(Einträge aus einem Datensatz)
..........

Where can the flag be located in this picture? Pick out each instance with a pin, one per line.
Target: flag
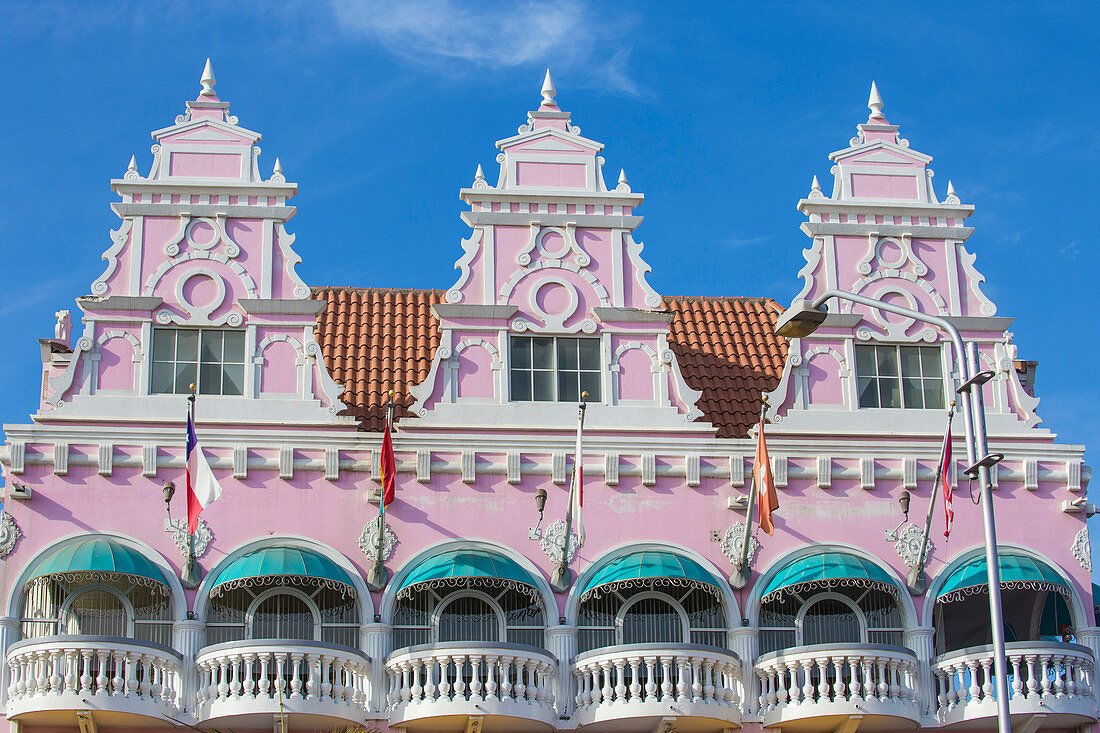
(202, 489)
(767, 500)
(388, 470)
(943, 473)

..........

Ziel der Aufgabe: Kannst du das gesamte Material oben Zeile für Zeile unverändert wiederholen? Lass dabei die Bilder weg.

Vollständige Lösung:
Where can the flag be located in this picture? Pick out each instance with a pin, one per line.
Target: flag
(202, 489)
(767, 500)
(388, 470)
(943, 473)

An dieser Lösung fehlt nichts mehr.